## Aim:
Please copy the records below, swapping "even-odd rule" for "nonzero winding rule" everywhere and keeping everything else the same. Leave the pictures out of your copy.

## Object outline annotations:
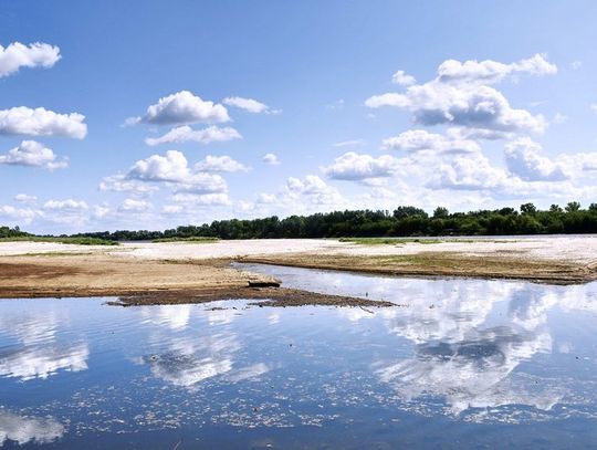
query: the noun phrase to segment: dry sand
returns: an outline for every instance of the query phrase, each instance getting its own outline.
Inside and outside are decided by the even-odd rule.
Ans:
[[[206,295],[218,299],[238,295],[238,290],[247,287],[249,280],[271,281],[268,276],[231,269],[227,265],[231,261],[395,275],[512,278],[569,284],[597,279],[597,237],[384,245],[332,239],[139,242],[118,247],[2,242],[0,297],[187,291],[192,292],[187,297],[205,301]]]

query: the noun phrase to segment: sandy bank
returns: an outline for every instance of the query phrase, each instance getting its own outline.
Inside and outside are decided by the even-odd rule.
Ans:
[[[537,237],[388,245],[314,239],[118,247],[3,242],[0,243],[0,297],[132,296],[171,292],[184,297],[185,292],[192,292],[196,301],[209,296],[221,300],[238,296],[250,280],[271,281],[269,276],[228,266],[231,261],[391,275],[573,284],[597,279],[597,238]],[[285,292],[290,302],[290,291],[279,292]],[[265,294],[273,295],[255,291],[245,296],[264,297]]]

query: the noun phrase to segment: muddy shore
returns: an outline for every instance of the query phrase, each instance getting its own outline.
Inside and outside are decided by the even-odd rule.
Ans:
[[[514,279],[549,284],[597,280],[597,238],[358,245],[335,240],[133,243],[111,248],[0,243],[0,297],[114,296],[126,304],[270,300],[270,305],[371,305],[284,287],[233,261],[395,276]],[[380,304],[375,303],[376,306]]]

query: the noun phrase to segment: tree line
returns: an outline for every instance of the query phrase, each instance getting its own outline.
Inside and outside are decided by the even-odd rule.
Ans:
[[[118,230],[72,234],[113,241],[168,238],[273,239],[353,238],[419,236],[504,236],[504,234],[597,233],[597,203],[583,209],[572,201],[562,208],[552,205],[540,210],[533,203],[520,209],[501,208],[471,212],[449,212],[443,207],[432,214],[412,206],[389,210],[346,210],[311,216],[276,216],[252,220],[214,220],[200,226],[181,226],[164,231]],[[0,238],[28,236],[18,227],[0,227]]]
[[[164,238],[352,238],[416,236],[504,236],[504,234],[597,233],[597,203],[583,209],[572,201],[565,208],[552,205],[540,210],[524,203],[520,210],[501,208],[471,212],[449,212],[443,207],[432,214],[412,206],[389,210],[346,210],[311,216],[276,216],[252,220],[214,220],[201,226],[182,226],[165,231],[93,232],[74,237],[117,241]]]

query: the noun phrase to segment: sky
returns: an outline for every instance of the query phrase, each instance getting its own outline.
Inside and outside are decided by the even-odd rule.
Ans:
[[[597,201],[594,1],[0,3],[0,224]]]

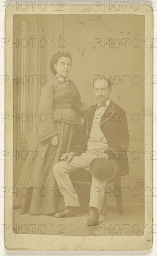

## Exercise solution:
query: the noun phrase to segment: dry sand
returns: an outline for every instance of the query phrase, each instance getting its own outline.
Inside and outside are decided by the nonzero winding rule.
Ans:
[[[206,295],[218,299],[238,295],[238,290],[247,287],[249,280],[271,281],[268,276],[231,269],[227,265],[231,261],[395,275],[512,278],[569,284],[597,279],[597,237],[384,245],[332,239],[139,242],[118,247],[2,242],[0,297],[187,291],[192,292],[187,297],[205,301]]]

query: the noun phrase to segment: sandy bank
returns: an outline for every instance of the query phrase, each instance getting its own outline.
Inside and outside are decided by the nonzero winding rule.
Ans:
[[[537,237],[388,245],[314,239],[118,247],[3,242],[0,243],[0,297],[132,296],[171,292],[184,297],[185,292],[192,292],[196,301],[209,296],[221,300],[238,296],[250,280],[271,281],[269,276],[228,266],[231,261],[391,275],[573,284],[597,279],[597,238]],[[285,292],[290,302],[290,291],[279,292]],[[265,294],[273,295],[255,291],[245,296],[264,297]]]

query: the noun phrase to segment: muddy shore
returns: an outline for every instance of the query phrase, each instance getting its own outline.
Inside and outside are decided by the nonzero winding rule.
Ans:
[[[514,279],[549,284],[597,280],[597,238],[358,245],[335,240],[133,243],[111,248],[0,243],[0,297],[114,296],[126,304],[270,300],[270,305],[371,305],[284,287],[233,261],[395,276]],[[380,304],[375,303],[376,306]]]

query: the noun phrase to segment: tree line
returns: an outline for every instance of the query phrase, each instance getting its own outline.
Inside and outside are decided by the nonzero winding rule.
Ans:
[[[118,230],[72,234],[113,241],[168,238],[273,239],[353,238],[419,236],[504,236],[504,234],[597,233],[597,203],[583,209],[572,201],[562,208],[552,205],[540,210],[533,203],[520,209],[501,208],[471,212],[449,212],[443,207],[432,214],[412,206],[389,210],[346,210],[311,216],[276,216],[252,220],[214,220],[200,226],[181,226],[164,231]],[[0,238],[28,236],[18,227],[0,227]]]
[[[164,238],[352,238],[416,236],[504,236],[504,234],[597,233],[597,203],[583,209],[572,201],[565,208],[552,205],[540,210],[524,203],[520,210],[501,208],[471,212],[449,212],[443,207],[432,214],[412,206],[389,210],[346,210],[311,216],[276,216],[252,220],[214,220],[201,226],[182,226],[165,231],[93,232],[74,237],[117,241]]]

query: the noun phrase to segment: sky
returns: an outline for every instance of the query phrase, each instance getting its own outline.
Inside and outside are decided by the nonzero winding rule.
Ans:
[[[597,201],[594,1],[0,3],[0,224]]]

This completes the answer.